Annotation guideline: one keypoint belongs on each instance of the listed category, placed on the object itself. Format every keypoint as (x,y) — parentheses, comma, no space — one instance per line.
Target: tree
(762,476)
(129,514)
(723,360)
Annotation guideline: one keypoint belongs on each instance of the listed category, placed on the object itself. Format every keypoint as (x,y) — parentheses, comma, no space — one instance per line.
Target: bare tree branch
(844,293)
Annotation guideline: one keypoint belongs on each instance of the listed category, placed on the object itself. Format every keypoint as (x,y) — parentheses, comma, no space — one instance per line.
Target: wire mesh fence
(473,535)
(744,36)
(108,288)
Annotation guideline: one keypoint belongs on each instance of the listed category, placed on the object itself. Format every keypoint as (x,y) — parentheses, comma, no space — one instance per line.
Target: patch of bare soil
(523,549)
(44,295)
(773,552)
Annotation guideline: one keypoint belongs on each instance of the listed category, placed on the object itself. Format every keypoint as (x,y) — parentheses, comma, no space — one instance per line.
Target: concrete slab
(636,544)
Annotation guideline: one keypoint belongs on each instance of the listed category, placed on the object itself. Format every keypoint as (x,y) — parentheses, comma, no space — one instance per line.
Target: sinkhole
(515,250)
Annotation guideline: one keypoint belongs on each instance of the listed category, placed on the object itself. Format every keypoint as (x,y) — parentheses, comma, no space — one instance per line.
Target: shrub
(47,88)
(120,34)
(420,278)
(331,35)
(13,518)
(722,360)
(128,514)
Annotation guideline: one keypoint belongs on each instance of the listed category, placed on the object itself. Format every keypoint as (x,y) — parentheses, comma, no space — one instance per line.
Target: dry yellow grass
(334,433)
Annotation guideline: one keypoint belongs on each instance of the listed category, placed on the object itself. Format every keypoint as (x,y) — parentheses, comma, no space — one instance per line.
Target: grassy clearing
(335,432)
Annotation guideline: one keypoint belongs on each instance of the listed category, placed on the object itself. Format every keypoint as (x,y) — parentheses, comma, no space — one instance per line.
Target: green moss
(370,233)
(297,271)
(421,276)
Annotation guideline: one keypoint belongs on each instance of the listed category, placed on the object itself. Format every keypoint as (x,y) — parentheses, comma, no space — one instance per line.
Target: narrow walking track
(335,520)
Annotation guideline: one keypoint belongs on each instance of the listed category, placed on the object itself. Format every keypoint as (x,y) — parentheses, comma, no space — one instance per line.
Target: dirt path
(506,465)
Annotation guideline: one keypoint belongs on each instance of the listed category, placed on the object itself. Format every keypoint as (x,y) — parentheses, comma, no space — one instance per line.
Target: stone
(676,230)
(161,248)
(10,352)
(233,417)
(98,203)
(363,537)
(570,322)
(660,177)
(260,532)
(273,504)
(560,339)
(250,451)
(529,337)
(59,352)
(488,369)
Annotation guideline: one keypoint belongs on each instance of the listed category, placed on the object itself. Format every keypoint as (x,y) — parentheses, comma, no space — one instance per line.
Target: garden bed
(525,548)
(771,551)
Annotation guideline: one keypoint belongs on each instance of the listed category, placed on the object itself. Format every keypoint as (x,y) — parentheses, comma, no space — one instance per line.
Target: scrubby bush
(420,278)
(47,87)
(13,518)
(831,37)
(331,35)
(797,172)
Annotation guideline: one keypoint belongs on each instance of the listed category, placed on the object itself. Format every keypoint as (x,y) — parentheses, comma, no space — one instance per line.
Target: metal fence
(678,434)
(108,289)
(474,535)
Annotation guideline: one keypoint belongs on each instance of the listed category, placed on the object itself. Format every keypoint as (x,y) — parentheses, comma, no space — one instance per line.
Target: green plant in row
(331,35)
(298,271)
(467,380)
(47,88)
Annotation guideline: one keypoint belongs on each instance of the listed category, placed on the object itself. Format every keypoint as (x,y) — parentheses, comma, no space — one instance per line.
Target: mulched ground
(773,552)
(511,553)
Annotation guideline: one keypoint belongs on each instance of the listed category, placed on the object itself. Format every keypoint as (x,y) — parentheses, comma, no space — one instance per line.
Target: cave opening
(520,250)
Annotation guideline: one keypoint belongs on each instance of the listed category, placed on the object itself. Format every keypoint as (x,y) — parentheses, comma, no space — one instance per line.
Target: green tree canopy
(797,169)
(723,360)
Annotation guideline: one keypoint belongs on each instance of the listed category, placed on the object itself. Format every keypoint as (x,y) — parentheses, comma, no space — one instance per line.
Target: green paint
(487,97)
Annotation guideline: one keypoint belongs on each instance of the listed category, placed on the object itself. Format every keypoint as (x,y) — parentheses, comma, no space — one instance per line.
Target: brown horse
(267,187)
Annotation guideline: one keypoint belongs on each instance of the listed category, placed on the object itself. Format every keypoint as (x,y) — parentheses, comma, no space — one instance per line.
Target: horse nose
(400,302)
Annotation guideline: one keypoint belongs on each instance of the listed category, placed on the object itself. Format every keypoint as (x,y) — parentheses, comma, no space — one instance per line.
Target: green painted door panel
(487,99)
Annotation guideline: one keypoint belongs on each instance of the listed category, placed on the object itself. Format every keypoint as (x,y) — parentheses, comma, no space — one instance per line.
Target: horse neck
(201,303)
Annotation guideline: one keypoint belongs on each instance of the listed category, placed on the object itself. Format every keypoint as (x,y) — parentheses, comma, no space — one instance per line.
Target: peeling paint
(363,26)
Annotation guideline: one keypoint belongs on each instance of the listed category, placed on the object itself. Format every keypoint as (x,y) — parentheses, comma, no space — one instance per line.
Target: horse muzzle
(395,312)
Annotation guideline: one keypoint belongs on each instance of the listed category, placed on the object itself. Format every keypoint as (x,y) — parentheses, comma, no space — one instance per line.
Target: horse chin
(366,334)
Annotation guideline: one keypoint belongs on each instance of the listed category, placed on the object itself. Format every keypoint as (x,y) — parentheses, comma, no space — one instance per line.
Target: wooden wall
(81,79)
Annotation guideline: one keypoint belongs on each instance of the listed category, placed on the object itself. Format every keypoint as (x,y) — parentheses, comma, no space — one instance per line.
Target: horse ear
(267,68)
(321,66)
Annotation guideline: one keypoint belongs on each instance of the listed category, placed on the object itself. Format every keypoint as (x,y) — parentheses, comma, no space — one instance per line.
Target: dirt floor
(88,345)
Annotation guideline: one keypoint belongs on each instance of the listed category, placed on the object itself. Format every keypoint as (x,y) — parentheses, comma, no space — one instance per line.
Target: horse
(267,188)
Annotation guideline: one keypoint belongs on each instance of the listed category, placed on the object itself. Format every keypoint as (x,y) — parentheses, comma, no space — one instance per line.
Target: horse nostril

##############################

Required action — Repeat the material in full. Nothing may differ.

Answer to this problem —
Annotation guideline: one keypoint belongs on each instance of the listed category, placed on the object itself. Format every keypoint as (x,y) — parentheses, comma, no space — one instance per line.
Target: tree
(762,476)
(129,514)
(723,360)
Annotation guideline: one keypoint belongs on each instance of the listed category, placed on the object itself. Format every keypoint as (x,y) — parentheses, comma, no space — one instance per line.
Target: bare tree branch
(844,293)
Annotation guideline: one keypoint belongs on each instance of the listed category, placed on the object itself. Format every keypoint as (x,y) — parentheses, comma, no space — one instance per line.
Target: wire mesh fence
(473,535)
(744,36)
(108,288)
Annotation guideline: one keypoint belongs on each instance of the listed category, placed on the object itself. Format every keypoint as (x,y) — parentheses, comma, no space — one instance per line.
Target: patch of bare soil
(523,549)
(44,295)
(773,552)
Annotation guideline: one keypoint belongs on each instance of the listed category, placed on the object itself. Format every keypoint as (x,y) — parentheses, comma, no space — one instance per line.
Target: concrete slab
(636,544)
Annotation guideline: one keypoint belongs on each instance of the listed category, placed on the object itself. Format every keypoint as (x,y) — parentheses, comma, no space — one instance per line.
Target: sinkhole
(515,250)
Annotation guideline: one keypoint belongs on each instance of the listed category, placed on the object itself. Format every keypoint as (x,y) — parentheses, comma, no space — one instance per line.
Target: shrub
(47,88)
(120,34)
(420,278)
(331,35)
(13,518)
(722,360)
(128,514)
Annotation guideline: one keypoint belongs on each instance of the listed category, placed on the object itself. Format every keypoint as (x,y) — parentheses, comma, no space — one instance per line.
Target: dry yellow grass
(334,433)
Annotation guideline: one keypoint belongs on each instance of the listed category, placed on the object itself. Format every keypoint as (x,y) — parentheses, comma, no space — one instance per line.
Target: grassy clearing
(335,432)
Annotation guideline: one keypoint belongs on each instance of the listed category, placed on the object itself. Format every keypoint as (x,y) — parentheses, comma, no space — one instance per line.
Target: green moss
(370,233)
(297,271)
(421,276)
Annotation guideline: one keypoint belongs on each instance of the listed category, placed on the object itself. Format every keypoint as (x,y) — parentheses, comma, no space — one instance per line.
Target: narrow walking track
(335,520)
Annotation guideline: one keypoint belongs on each instance of the listed category, placed on the object itself. Format every keypoint as (x,y) — parentheses, comma, no space — one instance per line.
Target: dirt path
(506,465)
Annotation guideline: one keypoint belongs on each instance of the listed category, placed on the object itself. Format every keypoint as (x,y) — parentheses, comma, no space — one instance per line.
Target: stone
(676,230)
(161,248)
(10,352)
(233,417)
(98,203)
(363,537)
(570,322)
(660,177)
(260,532)
(273,504)
(560,339)
(250,451)
(529,337)
(59,352)
(488,369)
Annotation guideline: one keypoint belongs on each instance of the listed category, placed on the object itself. Format every keypoint as (x,y) — parentheses, comma, no space — one instance per line.
Target: garden bed
(525,548)
(771,551)
Annotation guideline: one keypoint belongs on each instance of the listed category, placed on the object itself. Format every keypoint as (x,y) — parentheses, comma, no space — one instance per line.
Target: scrubby bush
(420,278)
(47,87)
(13,518)
(831,37)
(331,35)
(797,172)
Annotation guideline: one keypoint belongs on each instance of the listed category, placed on the object itself. Format every keypoint as (x,y) — parentheses, comma, no space — one instance per line.
Target: metal fence
(678,434)
(108,289)
(474,535)
Annotation guideline: one keypoint belongs on each instance of the listed category, placed on the object itself. Format every keypoint as (x,y) — parentheses, comma, no space — one instance per line.
Target: green plant in row
(331,35)
(298,271)
(467,380)
(47,88)
Annotation guideline: one keypoint belongs on each instance of the listed category, placed on the object itself. Format every keypoint as (x,y) — parentheses, comma, no space — one instance per line.
Target: mulched ground
(773,552)
(511,553)
Annotation guideline: one keypoint belongs on each instance of the listed category, placed on the object itself. Format every keypoint as (x,y) — parentheses, comma, no space — one instance per line.
Target: cave opening
(520,250)
Annotation guideline: one keypoint belongs on each instance of the listed category, placed on the object itself. Format every keypoint as (x,y) — parentheses, comma, no space — one instance per line.
Target: green tree canopy
(797,169)
(723,360)
Annotation guideline: one keypoint belongs on each instance of the listed category, placed on the object itself. Format every keypoint as (x,y) — parentheses, comma, no space — one instance per line.
Target: green paint
(487,97)
Annotation guideline: one keypoint belongs on each instance of the listed category, placed on the object itself. Format every keypoint as (x,y) — parentheses, comma, no space — one instance per line.
Target: brown horse
(267,187)
Annotation guideline: one keypoint belongs on each instance of the listed category, placed on the object itself. Format every keypoint as (x,y) — parentheses, comma, no space — one instance per line.
Target: horse nose
(400,302)
Annotation guideline: one keypoint belongs on each instance of the listed category, placed on the object itself. Format every keypoint as (x,y) — parentheses, comma, no space — one instance per line.
Target: green painted door panel
(487,99)
Annotation guideline: one keypoint belongs on each instance of the listed category, placed on the object itself. Format every keypoint as (x,y) — parentheses, comma, no space — one instance per line.
Target: horse neck
(201,303)
Annotation guideline: one keypoint belongs on each instance of the listed category, placed on the object itself. Format every keypoint as (x,y) — parentheses, comma, no space — one instance per line.
Target: peeling paint
(363,26)
Annotation guideline: one keypoint belongs on each instance of the listed category, placed on the object itself. Format every keypoint as (x,y) — parentheses, comma, no space — one instance per line.
Target: horse muzzle
(395,312)
Annotation guideline: one keypoint belongs on each instance of the listed category, placed on the object itself. Format every keypoint as (x,y) — parentheses, comma, no space — one instance per line.
Target: horse chin
(366,334)
Annotation guideline: one keypoint belongs on each instance of the listed category, placed on the object itself. Format every keypoint as (x,y) — parentheses, comma, no space — one instance per line.
Target: wooden wall
(81,79)
Annotation guideline: one keypoint belongs on each instance of the listed category, placed on the object itself. Format every keypoint as (x,y) — parentheses, comma, no space — one instance per line.
Target: horse ear
(267,68)
(321,66)
Annotation guideline: one keypoint belongs on each instance of the listed category, placed on the object itself. Format every keypoint as (x,y) — parentheses, comma, no space — one instance per line.
Target: dirt floor
(88,345)
Annotation guideline: one keypoint belongs on each instance of the listed category, placed on the object itself. Format every keypoint as (x,y) — parentheses, comma, no space — one instance per line.
Target: horse
(267,188)
Annotation guideline: one keypoint belongs on each instance of the listed category, placed on the object itself. Format every keypoint as (x,y) — parentheses, comma, no space — one instance per line.
Target: horse nostril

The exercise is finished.